### Requirements
Rewrite every line of the entries below as a numbered list, leaving out any blank lines.

- - -

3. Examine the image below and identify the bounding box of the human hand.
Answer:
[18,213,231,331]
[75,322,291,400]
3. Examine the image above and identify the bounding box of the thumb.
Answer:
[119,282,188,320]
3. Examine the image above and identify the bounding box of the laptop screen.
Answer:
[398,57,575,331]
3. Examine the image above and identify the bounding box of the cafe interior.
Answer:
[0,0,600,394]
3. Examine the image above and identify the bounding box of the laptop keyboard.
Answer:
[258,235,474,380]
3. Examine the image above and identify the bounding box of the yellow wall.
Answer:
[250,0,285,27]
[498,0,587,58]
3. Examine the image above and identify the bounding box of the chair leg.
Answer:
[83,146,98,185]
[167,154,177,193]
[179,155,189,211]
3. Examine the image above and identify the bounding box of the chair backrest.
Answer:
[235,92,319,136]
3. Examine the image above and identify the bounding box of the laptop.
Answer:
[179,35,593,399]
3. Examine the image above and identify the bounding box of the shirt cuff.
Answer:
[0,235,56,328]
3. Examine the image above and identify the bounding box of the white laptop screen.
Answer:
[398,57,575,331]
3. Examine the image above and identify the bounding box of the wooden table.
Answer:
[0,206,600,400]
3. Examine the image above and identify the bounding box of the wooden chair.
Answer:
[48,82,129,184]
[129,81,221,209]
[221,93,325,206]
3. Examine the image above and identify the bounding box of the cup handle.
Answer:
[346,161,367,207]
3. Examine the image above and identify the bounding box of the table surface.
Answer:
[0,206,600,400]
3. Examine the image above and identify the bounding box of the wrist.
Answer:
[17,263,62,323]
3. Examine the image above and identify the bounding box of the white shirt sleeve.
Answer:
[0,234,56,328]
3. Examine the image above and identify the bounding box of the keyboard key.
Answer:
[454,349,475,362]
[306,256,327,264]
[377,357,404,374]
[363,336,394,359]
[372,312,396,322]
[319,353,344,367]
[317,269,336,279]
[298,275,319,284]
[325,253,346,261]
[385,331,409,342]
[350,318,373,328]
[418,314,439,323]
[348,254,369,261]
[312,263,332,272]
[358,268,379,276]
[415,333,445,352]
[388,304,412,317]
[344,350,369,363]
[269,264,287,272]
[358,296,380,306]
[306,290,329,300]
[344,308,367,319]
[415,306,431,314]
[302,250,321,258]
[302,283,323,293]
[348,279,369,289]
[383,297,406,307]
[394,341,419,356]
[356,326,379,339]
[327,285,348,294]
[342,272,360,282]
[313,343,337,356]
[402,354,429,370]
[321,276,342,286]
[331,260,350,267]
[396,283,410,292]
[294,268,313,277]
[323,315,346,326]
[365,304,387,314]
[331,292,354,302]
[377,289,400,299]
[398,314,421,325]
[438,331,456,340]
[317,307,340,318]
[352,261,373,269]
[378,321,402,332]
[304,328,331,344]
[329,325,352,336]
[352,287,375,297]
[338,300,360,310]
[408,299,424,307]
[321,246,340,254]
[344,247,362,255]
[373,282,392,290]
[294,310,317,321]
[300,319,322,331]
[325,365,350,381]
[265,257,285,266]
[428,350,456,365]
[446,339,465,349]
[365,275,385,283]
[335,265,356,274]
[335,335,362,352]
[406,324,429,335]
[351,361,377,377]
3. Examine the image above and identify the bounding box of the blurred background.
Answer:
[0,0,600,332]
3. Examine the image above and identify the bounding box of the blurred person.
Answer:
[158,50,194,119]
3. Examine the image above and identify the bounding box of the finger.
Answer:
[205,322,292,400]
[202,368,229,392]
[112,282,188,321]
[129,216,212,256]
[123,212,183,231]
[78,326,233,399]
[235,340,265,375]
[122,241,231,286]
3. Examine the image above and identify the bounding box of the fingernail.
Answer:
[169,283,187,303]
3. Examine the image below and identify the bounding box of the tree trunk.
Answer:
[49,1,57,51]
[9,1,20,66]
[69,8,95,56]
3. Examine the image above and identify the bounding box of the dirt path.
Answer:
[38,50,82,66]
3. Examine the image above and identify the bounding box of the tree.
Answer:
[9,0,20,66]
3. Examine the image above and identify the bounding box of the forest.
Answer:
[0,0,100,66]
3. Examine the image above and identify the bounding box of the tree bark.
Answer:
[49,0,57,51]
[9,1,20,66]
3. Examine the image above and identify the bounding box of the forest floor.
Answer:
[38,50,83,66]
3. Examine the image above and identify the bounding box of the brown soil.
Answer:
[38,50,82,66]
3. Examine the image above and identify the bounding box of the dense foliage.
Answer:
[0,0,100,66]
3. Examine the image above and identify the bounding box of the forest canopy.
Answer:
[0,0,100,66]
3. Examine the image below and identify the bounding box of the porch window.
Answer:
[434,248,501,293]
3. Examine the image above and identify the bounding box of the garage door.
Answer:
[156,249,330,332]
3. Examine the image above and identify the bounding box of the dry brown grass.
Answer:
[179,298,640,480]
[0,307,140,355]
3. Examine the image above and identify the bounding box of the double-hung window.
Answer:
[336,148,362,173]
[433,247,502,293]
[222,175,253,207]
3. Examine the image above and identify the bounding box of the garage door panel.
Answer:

- - -

### Correct output
1. 3. Examine the image below and identify the bounding box of the human hand.
2. Answer:
3. [18,213,231,331]
4. [75,322,291,400]
5. 3. Examine the image above and identify the bounding box of the thumb.
6. Answer:
7. [119,282,188,320]
8. 3. Examine the image above and identify the bounding box of the laptop screen.
9. Answer:
10. [398,57,575,331]
11. 3. Examine the image above and identify the bounding box of the cafe interior.
12. Answer:
13. [0,0,600,394]
14. 3. Examine the image above and identify the bounding box of the laptop keyboard.
15. Answer:
16. [258,235,474,380]
17. 3. Examine the image above and identify the bounding box of the yellow wall.
18. Answer:
19. [250,0,285,27]
20. [498,0,587,58]
21. 3. Examine the image above and identify the bounding box of the chair leg.
22. Answer:
23. [83,146,98,185]
24. [167,154,177,193]
25. [179,155,189,211]
26. 3. Examine the image above and identify the bounding box of the chair backrest.
27. Answer:
28. [235,92,319,136]
29. 3. Examine the image above and identify the bounding box of the laptop.
30. Answer:
31. [179,35,593,399]
32. 3. Examine the image above and identify the bounding box of the shirt cuff.
33. Answer:
34. [0,235,56,328]
35. 3. Examine the image above and identify the bounding box of the white laptop screen.
36. Answer:
37. [398,57,575,331]
38. 3. Examine the image above and identify the bounding box of the wooden table.
39. Answer:
40. [0,206,600,400]
41. 3. Examine the image above and identify the bounding box of the wooden chair.
42. Answer:
43. [48,82,129,184]
44. [129,81,221,209]
45. [221,93,325,206]
46. 3. Examine the image above and identify the bounding box of the cup handle.
47. Answer:
48. [346,161,367,207]
49. 3. Examine the image above and identify the bounding box of the table surface.
50. Answer:
51. [0,206,600,400]
52. 3. Examine the image above and identify the bounding box of the wrist.
53. Answer:
54. [17,263,62,323]
55. 3. Examine the image above and identify the bounding box of the white shirt sleeve.
56. Answer:
57. [0,234,56,328]
58. 3. Examine the image above and identify the bounding box of the keyboard key.
59. Answer:
60. [454,349,475,362]
61. [306,256,327,264]
62. [377,357,404,374]
63. [363,336,394,359]
64. [372,312,396,322]
65. [319,353,344,367]
66. [317,269,336,279]
67. [298,275,319,284]
68. [325,253,346,261]
69. [385,331,409,342]
70. [350,318,373,328]
71. [418,314,439,323]
72. [348,254,369,261]
73. [312,263,332,272]
74. [358,268,379,276]
75. [415,333,445,352]
76. [388,304,412,317]
77. [344,350,369,363]
78. [269,264,287,272]
79. [358,296,380,306]
80. [306,290,329,300]
81. [344,308,367,319]
82. [415,306,431,314]
83. [302,250,321,258]
84. [302,283,323,293]
85. [348,279,369,289]
86. [383,297,406,307]
87. [394,341,419,356]
88. [356,326,379,339]
89. [327,285,348,294]
90. [342,272,360,282]
91. [313,343,337,356]
92. [402,354,429,370]
93. [321,276,342,286]
94. [331,260,350,267]
95. [396,283,410,292]
96. [294,268,313,277]
97. [323,315,346,326]
98. [365,304,387,314]
99. [331,292,354,302]
100. [377,289,400,299]
101. [398,314,421,325]
102. [438,331,456,340]
103. [317,307,340,318]
104. [352,261,373,269]
105. [378,321,402,332]
106. [304,328,331,344]
107. [329,325,352,336]
108. [352,287,375,297]
109. [338,300,360,310]
110. [408,299,424,307]
111. [321,246,340,254]
112. [344,247,362,255]
113. [373,282,392,290]
114. [294,310,317,321]
115. [300,319,322,331]
116. [325,365,350,381]
117. [265,257,285,266]
118. [428,350,456,365]
119. [446,339,465,349]
120. [365,275,385,283]
121. [335,265,356,274]
122. [335,335,362,352]
123. [406,324,429,335]
124. [351,361,377,377]
125. 3. Examine the image above and identify the bounding box of the blurred background.
126. Answer:
127. [0,0,600,332]
128. 3. Examine the image above and identify the bounding box of the blurred person.
129. Answer:
130. [158,50,194,119]
131. 3. Examine the image above and identify the bounding box of the finger.
132. Answer:
133. [205,322,292,400]
134. [202,368,229,392]
135. [112,282,188,321]
136. [129,216,212,256]
137. [123,212,183,231]
138. [78,326,233,399]
139. [235,340,265,375]
140. [122,241,231,286]
141. 3. Examine the image above and identify the bounding box of the fingernail.
142. Answer:
143. [169,283,187,303]
144. 3. Examine the image below and identify the bounding box of the tree trunk.
145. Answer:
146. [49,1,57,51]
147. [9,1,20,66]
148. [69,8,95,56]
149. 3. Examine the image above and identify the bounding box of the dirt path.
150. Answer:
151. [38,50,82,66]
152. 3. Examine the image above and identify the bounding box of the tree.
153. Answer:
154. [9,0,20,66]
155. 3. Examine the image above and identify the bounding box of the forest.
156. Answer:
157. [0,0,100,66]
158. 3. Examine the image above and identify the bounding box of the tree bark.
159. Answer:
160. [49,0,57,51]
161. [9,1,20,66]
162. 3. Examine the image above and identify the bounding box of the forest floor.
163. Answer:
164. [38,50,83,66]
165. 3. Examine the image above and identify the bounding box of the brown soil.
166. Answer:
167. [38,50,82,66]
168. 3. Examine the image above and identify the bounding box of the dense foliage.
169. Answer:
170. [0,0,100,66]
171. 3. Examine the image above and identify the bounding box of the forest canopy.
172. Answer:
173. [0,0,100,66]
174. 3. Examine the image below and identify the bounding box of the porch window.
175. Answer:
176. [434,248,501,293]
177. 3. Examine the image above and identify the bounding box of the garage door.
178. Answer:
179. [156,249,330,332]
180. 3. Examine the image above and identify the bounding box of the dry brown grass.
181. Answer:
182. [179,298,640,480]
183. [0,307,140,355]
184. 3. Examine the image above and identify the bounding box of the double-hung window.
185. Answer:
186. [336,148,362,173]
187. [433,247,502,293]
188. [222,175,253,207]
189. 3. Examine the image above and identify the bounding box of the garage door panel.
190. Answer:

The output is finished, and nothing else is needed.